Written instruction A:
Answer these questions from the book preface, marking each answer (i), (ii), (iii):
(i) On what date does the book become available for pre-order?
(ii) Because of which two concerns do many researchers hesitate to adopt machine learning methods?
(iii) Which two items mark the range of concepts for which the preface says simulations show estimator behavior?
Written instruction B: Render this sentence from the book preface in Spanish: "Many researchers hesitate to adopt these methods due to concerns about interpretability and identification."
Written instruction C: Carry on writing the preface on econometrics, machine learning and causal inference, starting right after its final sentence.
** BEGIN Passage **
Preface

The book will be available at this link. Available for pre-order on December 1, 2025.

Why read this book

This book is designed to fill a crucial gap in the intersection of econometrics, machine learning, and causal inference for applied economics, social and health scientists. While there are excellent texts in each of these areas, few books provide a unified, conceptually coherent, and practically grounded guide that connects classical statistical reasoning with modern machine learning tools—especially in the context of health, economics, and social science research.

Many existing resources on machine learning and causal inference are highly technical, often dense with notation, and filled with field-specific jargon. They may assume a deep familiarity with underlying concepts, reducing foundational explanations to just a few sentences or paragraphs. In contrast, we have deliberately chosen to explain even the most basic concepts in detail, especially in the initial chapters. If you are already comfortable with these topics, feel free to skip ahead. However, our experience has shown that many beginners lack clarity on these foundational ideas, and we believe a thorough understanding is essential for progressing to more advanced methods. Additionally, while most texts focus on using pre-built packages and discussing results, we go a step further. We often provide detailed insights into what these programs are doing behind the scenes — from raw data to algorithmic decisions. Whether you are exploring established methods or the latest approaches from the most recent papers of 2025, this book is designed to be a comprehensive learning companion.

Our motivation for writing this book stems from years of working at the intersection of econometrics and machine learning. We found that while machine learning provides powerful tools, its application in causal research is often misunderstood. Many researchers hesitate to adopt these methods due to concerns about interpretability and identification. With this book, we aim to bridge that gap—providing clear, practical guidance for applying machine learning in a way that complements traditional econometric approaches.

What sets this book apart is its layered approach to both teaching and understanding modeling. It builds from first principles—starting with foundational topics like estimation, model error, and bias-variance trade-offs—and walks the reader forward into high-dimensional predictive models, algorithmic tuning, and cutting-edge methods for causal inference using machine learning. Along the way, it maintains a careful balance between theoretical clarity and practical implementation, ensuring that each method is not only explained but also demonstrated through simulation, visualization, and applied examples. While the book provides a solid theoretical foundation, every concept is paired with applied examples, simulations, and case studies to ensure readers gain practical experience.

Simulation plays a central role throughout the book. For every concept—from OLS bias to double machine learning—we show how estimators behave when the truth is known. This simulation-based pedagogy allows readers to build intuition, evaluate estimator performance, and visually understand identification failures and model misspecification. This is not commonly emphasized in econometrics texts, and it makes the learning process more transparent and engaging.
** END Passage **
** BEGIN Data lines **
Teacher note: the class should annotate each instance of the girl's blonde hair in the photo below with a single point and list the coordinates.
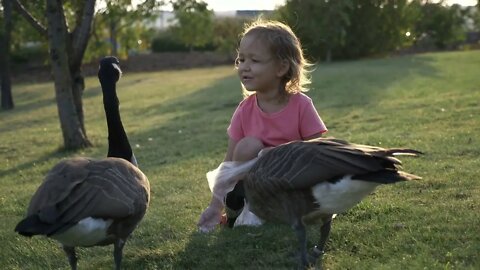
(284, 45)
** END Data lines **
Exercise result A:
(i) December 1, 2025
(ii) Interpretability and identification
(iii) From OLS bias to double machine learning

Exercise result B: Muchos investigadores dudan en adoptar estos métodos debido a preocupaciones sobre la interpretabilidad y la identificación.

Exercise result C:
Another distinguishing feature is the book’s integration of predictive and causal goals, rather than treating them as opposing paradigms. We show how predictive tools (e.g., penalized regression, trees, boosting) are used not just for forecasting, but also as core components of modern causal inference—particularly in estimating heterogeneous treatment effects, handling selection bias, and conducting robust policy evaluation. Rather than separating statistical modeling and machine learning into silos, we provide a framework that connects them, rooted in both theory and empirical needs.

We also place special emphasis on interpretability, identification, and transparency, especially for readers in economics, public health, and policy fields. Throughout, we draw attention to assumptions, estimation targets, and evaluation strategies. This helps bridge the gap between abstract modeling and applied credibility.

Finally, the book includes several chapters that are rarely covered in causal ML texts aimed at economists and social scientists—including causal inference for time series, deep learning for policy problems, causal feature engineering, and text-based causal analysis. These additions reflect both emerging research needs and the evolving nature of empirical data in the social sciences.

In short, this book is not just a technical manual or a high-level overview. It is a comprehensive, practical, and intellectually coherent guide for students, researchers, and practitioners who want to understand and apply modern modeling strategies with confidence, clarity, and rigor. By the end of this book, readers will be able to critically evaluate machine learning methods, apply them to empirical problems, and interpret results in a credible and transparent manner. Whether it’s estimating the effect of a policy intervention or forecasting economic trends, readers will gain both the theoretical understanding and practical skills needed to conduct rigorous, data-driven research.

Structure of the book

This book is structured to guide readers from core modeling ideas to advanced machine learning and causal inference techniques, always anchored in practical applications from economics, health, and the social sciences. We begin with fundamental statistical and causal reasoning, gradually progressing to high-dimensional models, algorithmic tools, and real-world policy applications. The emphasis throughout is on both understanding the mechanics of methods and implementing them thoughtfully in applied work.

The first few chapters introduce the building blocks of data-driven analysis—how we move from ideas to formal models, distinguish estimation from prediction, and build learning systems that generalize well. Core concepts such as correlation, regression, error decomposition, overfitting, and the bias-variance trade-off are developed with simulations and clear explanations. These early chapters form the conceptual foundation for later techniques.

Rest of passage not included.